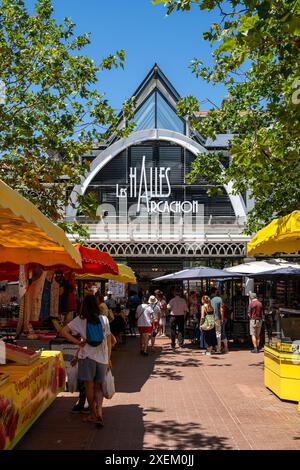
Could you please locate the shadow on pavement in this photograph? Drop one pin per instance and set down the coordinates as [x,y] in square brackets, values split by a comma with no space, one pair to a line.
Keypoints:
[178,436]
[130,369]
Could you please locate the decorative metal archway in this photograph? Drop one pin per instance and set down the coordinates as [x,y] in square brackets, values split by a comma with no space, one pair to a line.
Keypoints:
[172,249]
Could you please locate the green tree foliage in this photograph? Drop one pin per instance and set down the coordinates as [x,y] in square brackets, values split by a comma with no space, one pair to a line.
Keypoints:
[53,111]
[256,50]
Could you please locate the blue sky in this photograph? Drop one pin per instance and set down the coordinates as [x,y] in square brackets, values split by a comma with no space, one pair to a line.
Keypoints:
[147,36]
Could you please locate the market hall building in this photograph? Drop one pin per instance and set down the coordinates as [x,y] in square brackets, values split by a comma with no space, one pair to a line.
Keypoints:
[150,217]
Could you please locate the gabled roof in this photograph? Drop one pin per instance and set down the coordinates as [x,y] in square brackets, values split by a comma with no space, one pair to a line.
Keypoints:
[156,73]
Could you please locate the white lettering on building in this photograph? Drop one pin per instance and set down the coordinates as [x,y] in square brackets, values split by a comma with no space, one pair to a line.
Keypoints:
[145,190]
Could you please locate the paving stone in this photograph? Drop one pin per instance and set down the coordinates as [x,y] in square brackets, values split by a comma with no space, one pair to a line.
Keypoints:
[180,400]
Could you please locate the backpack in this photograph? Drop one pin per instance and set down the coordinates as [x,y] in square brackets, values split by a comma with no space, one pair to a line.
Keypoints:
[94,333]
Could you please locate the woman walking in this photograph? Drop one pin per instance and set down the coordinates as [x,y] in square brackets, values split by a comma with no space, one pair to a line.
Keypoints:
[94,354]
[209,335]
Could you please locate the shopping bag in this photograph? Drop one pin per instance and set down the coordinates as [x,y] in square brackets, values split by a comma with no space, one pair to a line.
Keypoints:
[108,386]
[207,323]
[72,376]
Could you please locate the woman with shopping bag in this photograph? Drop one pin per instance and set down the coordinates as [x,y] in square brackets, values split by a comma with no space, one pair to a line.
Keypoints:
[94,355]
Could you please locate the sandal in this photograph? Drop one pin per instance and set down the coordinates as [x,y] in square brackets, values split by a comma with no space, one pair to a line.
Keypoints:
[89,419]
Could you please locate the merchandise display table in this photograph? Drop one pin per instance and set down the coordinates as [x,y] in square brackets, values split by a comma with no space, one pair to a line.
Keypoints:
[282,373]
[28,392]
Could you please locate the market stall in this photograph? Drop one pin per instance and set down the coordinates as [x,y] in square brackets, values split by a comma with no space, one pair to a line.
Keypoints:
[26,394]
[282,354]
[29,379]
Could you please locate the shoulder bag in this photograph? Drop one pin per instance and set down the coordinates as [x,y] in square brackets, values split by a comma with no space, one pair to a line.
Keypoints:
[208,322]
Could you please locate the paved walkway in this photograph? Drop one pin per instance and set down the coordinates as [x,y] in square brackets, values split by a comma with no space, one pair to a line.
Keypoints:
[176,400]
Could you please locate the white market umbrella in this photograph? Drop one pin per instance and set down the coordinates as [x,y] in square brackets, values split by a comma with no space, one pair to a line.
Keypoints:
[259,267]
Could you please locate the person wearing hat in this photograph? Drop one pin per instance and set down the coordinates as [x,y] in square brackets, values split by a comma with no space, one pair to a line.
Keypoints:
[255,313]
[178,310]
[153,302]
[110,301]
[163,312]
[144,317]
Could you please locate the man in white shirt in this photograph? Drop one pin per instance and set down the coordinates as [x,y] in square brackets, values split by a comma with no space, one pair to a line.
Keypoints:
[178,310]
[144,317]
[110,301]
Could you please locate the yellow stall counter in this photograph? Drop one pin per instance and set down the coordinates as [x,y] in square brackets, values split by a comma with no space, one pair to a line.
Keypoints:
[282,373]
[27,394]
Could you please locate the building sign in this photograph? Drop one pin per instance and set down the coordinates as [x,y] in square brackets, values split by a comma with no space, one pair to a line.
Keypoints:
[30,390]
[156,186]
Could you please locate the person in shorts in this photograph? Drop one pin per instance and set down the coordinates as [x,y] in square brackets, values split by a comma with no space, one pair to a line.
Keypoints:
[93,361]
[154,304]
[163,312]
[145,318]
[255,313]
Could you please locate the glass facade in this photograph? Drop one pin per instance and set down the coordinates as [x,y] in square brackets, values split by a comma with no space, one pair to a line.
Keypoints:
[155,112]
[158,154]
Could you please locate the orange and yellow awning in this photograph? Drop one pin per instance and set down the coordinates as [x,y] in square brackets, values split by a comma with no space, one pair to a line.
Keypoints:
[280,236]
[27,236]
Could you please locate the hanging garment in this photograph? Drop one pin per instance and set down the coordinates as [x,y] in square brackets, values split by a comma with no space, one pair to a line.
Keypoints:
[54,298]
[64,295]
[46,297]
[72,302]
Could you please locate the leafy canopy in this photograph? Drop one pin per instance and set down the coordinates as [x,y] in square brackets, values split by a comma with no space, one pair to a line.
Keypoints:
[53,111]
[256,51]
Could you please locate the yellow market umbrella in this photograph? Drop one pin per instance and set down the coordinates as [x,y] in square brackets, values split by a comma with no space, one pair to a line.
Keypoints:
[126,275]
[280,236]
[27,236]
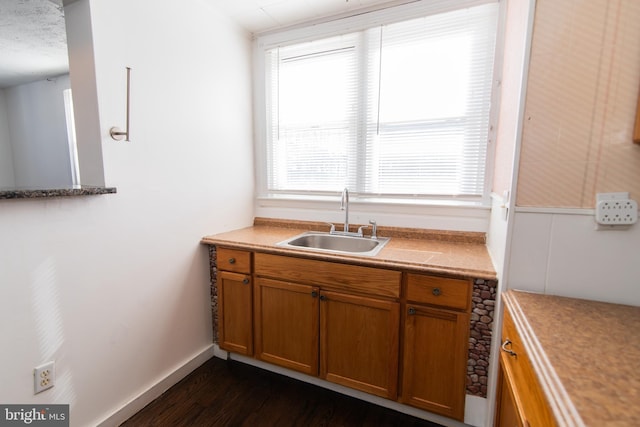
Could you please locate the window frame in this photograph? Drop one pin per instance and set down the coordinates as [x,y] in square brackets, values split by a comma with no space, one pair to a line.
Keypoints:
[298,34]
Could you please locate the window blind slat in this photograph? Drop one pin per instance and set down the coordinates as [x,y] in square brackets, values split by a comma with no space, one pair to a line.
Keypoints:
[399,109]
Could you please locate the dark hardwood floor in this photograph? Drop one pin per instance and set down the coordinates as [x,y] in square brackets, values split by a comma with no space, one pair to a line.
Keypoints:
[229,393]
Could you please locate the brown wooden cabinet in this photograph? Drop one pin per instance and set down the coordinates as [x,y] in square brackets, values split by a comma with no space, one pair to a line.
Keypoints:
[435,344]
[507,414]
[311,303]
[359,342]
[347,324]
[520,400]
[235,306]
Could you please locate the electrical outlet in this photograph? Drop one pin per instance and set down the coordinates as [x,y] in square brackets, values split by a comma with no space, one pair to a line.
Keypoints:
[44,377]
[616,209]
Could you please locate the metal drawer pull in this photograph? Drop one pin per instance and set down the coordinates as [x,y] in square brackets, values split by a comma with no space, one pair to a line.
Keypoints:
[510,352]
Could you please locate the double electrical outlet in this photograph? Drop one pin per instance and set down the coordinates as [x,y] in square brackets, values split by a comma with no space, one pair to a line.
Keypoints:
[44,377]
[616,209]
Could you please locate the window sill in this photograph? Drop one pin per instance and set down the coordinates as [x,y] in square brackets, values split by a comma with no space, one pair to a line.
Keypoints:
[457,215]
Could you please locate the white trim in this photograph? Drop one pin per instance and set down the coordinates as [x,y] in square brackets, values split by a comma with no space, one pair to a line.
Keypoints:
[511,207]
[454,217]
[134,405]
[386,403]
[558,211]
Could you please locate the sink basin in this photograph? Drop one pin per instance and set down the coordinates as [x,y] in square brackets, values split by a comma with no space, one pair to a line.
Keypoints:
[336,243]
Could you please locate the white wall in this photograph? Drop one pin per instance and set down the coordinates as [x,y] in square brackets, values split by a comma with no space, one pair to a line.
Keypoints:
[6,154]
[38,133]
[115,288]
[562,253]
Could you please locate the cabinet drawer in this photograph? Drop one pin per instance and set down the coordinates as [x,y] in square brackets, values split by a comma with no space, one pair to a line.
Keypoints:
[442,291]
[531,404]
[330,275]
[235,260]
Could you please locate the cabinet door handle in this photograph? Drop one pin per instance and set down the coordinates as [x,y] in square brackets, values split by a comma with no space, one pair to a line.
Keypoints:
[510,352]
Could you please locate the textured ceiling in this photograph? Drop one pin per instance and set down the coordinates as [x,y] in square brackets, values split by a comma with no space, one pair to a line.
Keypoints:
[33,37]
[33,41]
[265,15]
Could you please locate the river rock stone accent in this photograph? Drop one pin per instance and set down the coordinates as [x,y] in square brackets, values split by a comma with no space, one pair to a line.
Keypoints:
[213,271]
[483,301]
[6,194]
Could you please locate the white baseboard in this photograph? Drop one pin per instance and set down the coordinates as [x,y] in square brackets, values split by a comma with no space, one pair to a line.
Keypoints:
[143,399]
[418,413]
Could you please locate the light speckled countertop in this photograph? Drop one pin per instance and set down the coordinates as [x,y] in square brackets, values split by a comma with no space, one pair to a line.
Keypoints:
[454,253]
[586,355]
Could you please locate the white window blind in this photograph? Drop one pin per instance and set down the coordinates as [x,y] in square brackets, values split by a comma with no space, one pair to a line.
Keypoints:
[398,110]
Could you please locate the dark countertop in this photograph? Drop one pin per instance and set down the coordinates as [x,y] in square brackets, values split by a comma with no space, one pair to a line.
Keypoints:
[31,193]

● **AIM**
Copy out every line of the records, starting with the line that contains "Could you please locate the cabinet drawer" and continuing through the final line of the records, with both ends included.

● **SOLUTION FOR THIS PROBLEM**
Could you please locate the cabinet drawer in this photograph? Drop one pin per instance and set down the coordinates as [x,y] in square brackets, values split by a comma with no space, one pair to a line.
Keypoints:
[442,291]
[531,404]
[330,275]
[235,260]
Could you please locate the cabinet door handle in this photograph? Drop one pin per instance and set down the coordinates as [x,y] in square brackets, values split by a comma with no space, one pair to a line.
Keypoints:
[510,352]
Could you please locate the textured ceiling in this photograph? Drop one pin per instance and set down the coordinates as [x,y] in square brackets, values split by a comma with no space, one pair to a line.
Keypoints:
[33,37]
[33,41]
[265,15]
Could you please locate the river rock stone accent in this photograph? Drop one pin per instance and set down the coordinates as [x,y] in square brackets, values split by a comma with no space, one pair to a line.
Keypoints:
[213,271]
[483,301]
[6,194]
Could you please locate the white baseboard in this photograph? Drop one pin per instance and set down the coordinates as [x,y] in square brackets, values split by a comma with no space, one pair to a line.
Keypoints:
[143,399]
[418,413]
Could you please locate the light speckled countertop in this photograph? Drop one pin per instance and set down the coordinates as [x,y] in square brackets, values split by a comma with no space, one pair to a line.
Keypoints:
[454,253]
[586,355]
Could you please locate the white window blind in this photograph? Drop one pin per instance and set down the coordinates as [x,y] in square brackets, values split by a comma with no space, one pair to a line.
Keypoints:
[398,110]
Could you please locate the dark countertop in this photograph? Drop one pin per instance and set down the coordinates as [x,y] in square brackets, values split by a comma with no space, one pair to a line.
Keypoints:
[31,193]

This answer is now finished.